= About this exercise =
Repeat all of the records word for word, but skip any picture.

(Photo-based referring expression data)
- Opening Delimiter -

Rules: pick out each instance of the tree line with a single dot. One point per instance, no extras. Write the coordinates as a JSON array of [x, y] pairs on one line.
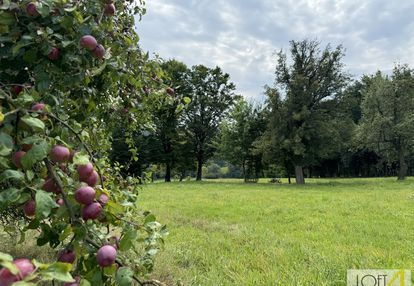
[[316, 121]]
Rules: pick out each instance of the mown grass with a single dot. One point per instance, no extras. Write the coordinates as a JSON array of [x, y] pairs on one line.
[[230, 233]]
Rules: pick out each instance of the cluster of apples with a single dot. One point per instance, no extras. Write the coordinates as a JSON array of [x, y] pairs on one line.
[[105, 256], [25, 268], [89, 42]]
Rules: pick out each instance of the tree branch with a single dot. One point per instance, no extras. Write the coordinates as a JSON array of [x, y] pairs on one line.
[[56, 179], [81, 141]]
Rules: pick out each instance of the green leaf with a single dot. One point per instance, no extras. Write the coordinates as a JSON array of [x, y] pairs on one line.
[[128, 239], [34, 123], [11, 175], [85, 282], [9, 196], [80, 159], [186, 100], [5, 257], [110, 270], [23, 283], [16, 48], [6, 19], [150, 218], [58, 271], [6, 260], [124, 276], [37, 153], [6, 144], [44, 204]]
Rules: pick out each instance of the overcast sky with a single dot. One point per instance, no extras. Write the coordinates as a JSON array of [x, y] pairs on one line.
[[241, 36]]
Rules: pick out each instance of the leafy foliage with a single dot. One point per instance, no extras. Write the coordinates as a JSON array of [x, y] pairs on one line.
[[55, 91]]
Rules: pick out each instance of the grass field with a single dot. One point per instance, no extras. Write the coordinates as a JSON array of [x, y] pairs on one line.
[[231, 233]]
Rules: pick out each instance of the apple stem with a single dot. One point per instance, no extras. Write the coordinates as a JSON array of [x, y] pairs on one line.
[[83, 143], [60, 187]]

- Closing Delimiter -

= Answer =
Rules: pick out each instance of the tree line with a single dot. One point per instance, no extras. Write the coordinates as a JSON array of [x, y] pairs on one line.
[[316, 121]]
Rules: pick out each instance of the mown grass with a single dot. One point per instance, no extras. Write the coordinates as a JSON array of [x, y] pairs on one line.
[[230, 233]]
Rules: pick out each instance of the cluster of apples with a single dot. One point per instance, no extras. Write the coordinates as a JSON array of [x, y] pairs on one line.
[[105, 256], [25, 268], [89, 42]]
Rules: pick out each instance of the tree branch with a single dot. One point per instance, no extras. Write the coordinates as a JSON array of [x, y] pairs on one line.
[[56, 179], [81, 141]]
Rules: pick out each instance of the green leaf with a single dot. One point per instance, no extras. Write the coordinates as a JSON array of [x, y] pairs on one line.
[[128, 239], [34, 123], [11, 175], [85, 282], [9, 196], [80, 159], [186, 100], [5, 257], [110, 270], [23, 283], [16, 48], [6, 19], [150, 218], [58, 271], [6, 260], [124, 276], [37, 153], [6, 144], [44, 204]]
Rules: pick out each instance of the overcast sky with a single dot. One point per instance, no extras. Write the coordinates as a JSON array of [x, y] pairs on one line.
[[241, 36]]
Rules: pick out each instance of the leafy foliage with a single dot. One point per instance, no extras. Write the coordinates as a JSON array of [x, y] pairs on one line.
[[55, 91]]
Rules: pick out each instance of the grass field with a single dot. One point per instance, no extras. Write the coordinates as a JSON array of [x, y] pairs on one line.
[[231, 233]]
Rules: pick out each instance of the apple stem with a single dot. One point per instance, no extras. Write the coordinates as a JSON array of [x, y] pairs on one line.
[[83, 143], [60, 187]]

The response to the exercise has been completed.